━━ DATA SHOWN ━━

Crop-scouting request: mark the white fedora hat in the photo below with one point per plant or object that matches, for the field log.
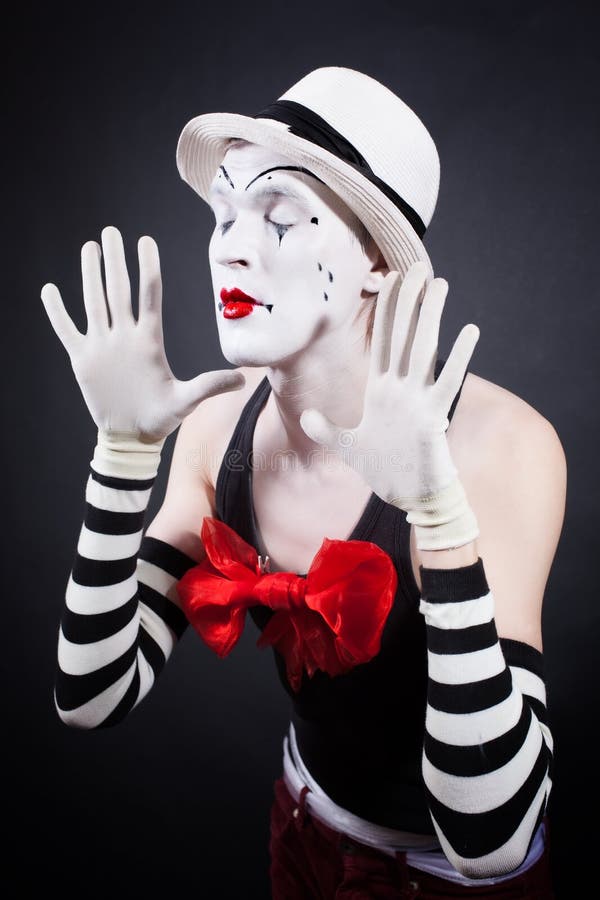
(354, 134)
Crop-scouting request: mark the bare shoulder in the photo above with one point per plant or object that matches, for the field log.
(513, 467)
(492, 420)
(212, 422)
(201, 441)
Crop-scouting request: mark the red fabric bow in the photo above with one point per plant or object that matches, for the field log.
(331, 620)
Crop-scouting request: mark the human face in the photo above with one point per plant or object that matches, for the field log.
(288, 271)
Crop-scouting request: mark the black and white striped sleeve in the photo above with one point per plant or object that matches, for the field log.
(487, 751)
(121, 618)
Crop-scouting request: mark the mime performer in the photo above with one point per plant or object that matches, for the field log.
(386, 518)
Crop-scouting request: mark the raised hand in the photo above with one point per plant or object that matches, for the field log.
(400, 446)
(120, 363)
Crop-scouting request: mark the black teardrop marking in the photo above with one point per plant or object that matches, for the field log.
(226, 174)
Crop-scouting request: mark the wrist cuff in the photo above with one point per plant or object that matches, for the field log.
(444, 520)
(123, 455)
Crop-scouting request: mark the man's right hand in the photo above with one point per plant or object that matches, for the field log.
(120, 363)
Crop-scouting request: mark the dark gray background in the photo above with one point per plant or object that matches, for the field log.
(178, 795)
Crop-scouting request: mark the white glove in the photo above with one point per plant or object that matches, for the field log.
(120, 363)
(400, 445)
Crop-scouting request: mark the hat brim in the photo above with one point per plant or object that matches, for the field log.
(202, 146)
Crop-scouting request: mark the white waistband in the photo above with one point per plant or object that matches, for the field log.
(422, 851)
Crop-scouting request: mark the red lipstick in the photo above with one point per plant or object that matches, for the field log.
(237, 304)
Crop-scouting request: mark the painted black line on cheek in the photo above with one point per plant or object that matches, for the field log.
(226, 174)
(281, 231)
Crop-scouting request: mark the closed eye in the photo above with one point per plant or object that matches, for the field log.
(279, 227)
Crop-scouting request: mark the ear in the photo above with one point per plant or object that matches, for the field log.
(379, 269)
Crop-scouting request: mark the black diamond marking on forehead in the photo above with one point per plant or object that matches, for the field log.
(226, 174)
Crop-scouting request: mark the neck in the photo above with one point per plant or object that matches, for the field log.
(330, 380)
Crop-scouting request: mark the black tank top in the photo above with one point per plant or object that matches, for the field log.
(359, 734)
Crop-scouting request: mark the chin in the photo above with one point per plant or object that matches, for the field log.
(243, 351)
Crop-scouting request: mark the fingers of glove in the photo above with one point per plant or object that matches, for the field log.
(383, 322)
(150, 298)
(425, 343)
(208, 384)
(406, 317)
(93, 290)
(118, 288)
(450, 378)
(60, 320)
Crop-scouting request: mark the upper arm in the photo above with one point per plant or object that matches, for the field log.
(518, 496)
(189, 495)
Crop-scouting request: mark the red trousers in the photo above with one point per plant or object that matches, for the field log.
(310, 861)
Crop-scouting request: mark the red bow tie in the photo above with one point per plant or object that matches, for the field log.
(331, 620)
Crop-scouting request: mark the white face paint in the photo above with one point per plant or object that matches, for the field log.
(284, 239)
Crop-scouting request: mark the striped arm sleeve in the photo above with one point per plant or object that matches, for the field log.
(121, 617)
(487, 750)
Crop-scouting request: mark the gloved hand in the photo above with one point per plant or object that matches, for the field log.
(400, 445)
(120, 363)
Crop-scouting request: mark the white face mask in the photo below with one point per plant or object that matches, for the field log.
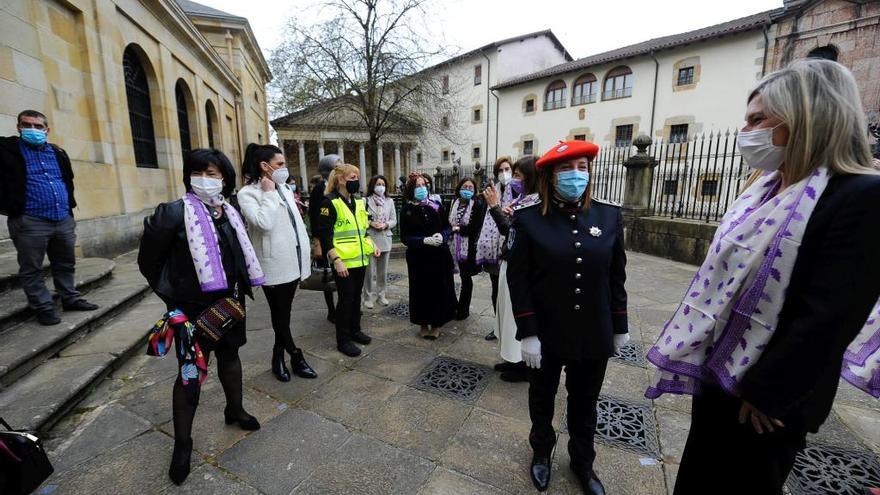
(758, 150)
(505, 177)
(280, 175)
(207, 189)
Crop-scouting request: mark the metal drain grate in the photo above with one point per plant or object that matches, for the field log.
(398, 309)
(627, 425)
(821, 469)
(453, 378)
(632, 353)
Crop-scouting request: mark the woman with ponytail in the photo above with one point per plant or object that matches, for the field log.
(282, 245)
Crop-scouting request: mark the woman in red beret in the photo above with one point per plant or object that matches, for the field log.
(566, 273)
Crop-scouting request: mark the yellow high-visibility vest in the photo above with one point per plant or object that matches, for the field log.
(350, 234)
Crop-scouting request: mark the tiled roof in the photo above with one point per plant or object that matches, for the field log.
(726, 28)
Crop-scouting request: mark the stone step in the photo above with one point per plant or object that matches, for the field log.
(29, 344)
(47, 393)
(90, 273)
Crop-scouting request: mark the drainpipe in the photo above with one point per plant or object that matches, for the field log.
(654, 101)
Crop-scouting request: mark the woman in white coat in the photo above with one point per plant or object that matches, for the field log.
(281, 242)
(383, 218)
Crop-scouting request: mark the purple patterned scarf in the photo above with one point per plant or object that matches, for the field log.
(732, 306)
(205, 249)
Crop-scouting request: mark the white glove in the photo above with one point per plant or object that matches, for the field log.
(531, 352)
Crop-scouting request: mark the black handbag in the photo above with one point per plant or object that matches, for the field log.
(24, 465)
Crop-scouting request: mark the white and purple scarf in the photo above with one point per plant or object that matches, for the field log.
(490, 240)
(460, 216)
(732, 306)
(205, 248)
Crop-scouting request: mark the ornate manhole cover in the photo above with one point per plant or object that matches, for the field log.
(453, 378)
(632, 353)
(399, 309)
(627, 425)
(822, 469)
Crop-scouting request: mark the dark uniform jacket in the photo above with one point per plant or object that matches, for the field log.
(834, 284)
(566, 283)
(13, 178)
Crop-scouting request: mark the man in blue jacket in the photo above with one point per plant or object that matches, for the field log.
(36, 193)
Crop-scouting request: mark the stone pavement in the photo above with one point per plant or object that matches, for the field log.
(373, 425)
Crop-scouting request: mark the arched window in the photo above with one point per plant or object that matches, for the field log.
(213, 125)
(618, 83)
(555, 96)
(827, 52)
(181, 96)
(584, 90)
(140, 112)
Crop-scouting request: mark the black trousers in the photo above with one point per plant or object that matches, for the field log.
(724, 457)
(280, 298)
(348, 310)
(583, 381)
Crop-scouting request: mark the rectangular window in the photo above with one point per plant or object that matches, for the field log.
(709, 188)
(685, 76)
(623, 136)
(678, 133)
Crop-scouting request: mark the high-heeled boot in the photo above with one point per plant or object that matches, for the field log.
(180, 461)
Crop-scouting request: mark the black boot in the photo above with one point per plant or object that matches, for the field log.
(540, 472)
(279, 369)
(180, 460)
(245, 421)
(299, 365)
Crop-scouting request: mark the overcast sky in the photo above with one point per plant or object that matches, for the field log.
(585, 27)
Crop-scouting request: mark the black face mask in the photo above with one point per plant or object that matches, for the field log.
(353, 186)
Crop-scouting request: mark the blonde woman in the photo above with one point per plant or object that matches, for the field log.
(778, 309)
(342, 229)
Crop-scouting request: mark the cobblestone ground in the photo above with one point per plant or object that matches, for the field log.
(374, 425)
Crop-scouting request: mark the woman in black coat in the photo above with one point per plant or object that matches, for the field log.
(166, 260)
(425, 230)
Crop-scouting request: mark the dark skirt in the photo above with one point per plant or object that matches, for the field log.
(431, 286)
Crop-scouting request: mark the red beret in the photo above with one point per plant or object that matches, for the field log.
(567, 150)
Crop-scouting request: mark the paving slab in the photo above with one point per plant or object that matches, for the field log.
(367, 466)
(285, 451)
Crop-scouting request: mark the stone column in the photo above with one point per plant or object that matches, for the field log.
(380, 159)
(362, 163)
(639, 179)
(396, 179)
(303, 173)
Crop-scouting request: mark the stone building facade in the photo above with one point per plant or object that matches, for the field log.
(128, 86)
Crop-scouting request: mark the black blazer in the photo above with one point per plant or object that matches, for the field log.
(567, 285)
(13, 176)
(834, 285)
(164, 259)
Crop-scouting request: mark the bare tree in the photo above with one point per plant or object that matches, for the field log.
(366, 61)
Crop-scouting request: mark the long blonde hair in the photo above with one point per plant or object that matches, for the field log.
(336, 181)
(818, 100)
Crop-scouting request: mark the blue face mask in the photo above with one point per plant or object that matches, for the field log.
(421, 193)
(33, 137)
(571, 184)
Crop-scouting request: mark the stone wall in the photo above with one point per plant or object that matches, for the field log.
(686, 241)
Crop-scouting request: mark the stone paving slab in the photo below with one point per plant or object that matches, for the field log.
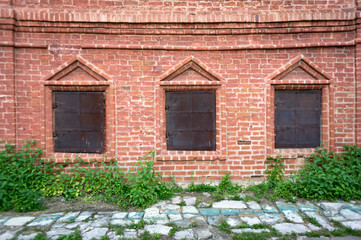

━━━

• [AIM OF THE TASK]
From the line that holds "Crop-scouting request: mark the bare tree" to the last line of the records, please copy each line exactly and nothing else. Pictures stay out.

• [RESPONSE FOR THIS EXERCISE]
Crop-scouting request: mark the bare tree in the photo above with one point per plant or object that matches, for the field log.
(366, 61)
Crop-scouting request: mark the long blonde hair in the photo above with one point per plant or object that matches, for the field log.
(336, 181)
(818, 100)
Crop-scouting request: mark the blue face mask in the photo above with one point per plant or object that matches, for the field log.
(421, 193)
(33, 137)
(571, 184)
Crop-scouting request: mark the stone wall in the photo above with one point per plant or object that matches, for the field log.
(686, 241)
Crop-scouting request: mark the stone paving slab in the photo below with one point per plant or object that matches, for the field log.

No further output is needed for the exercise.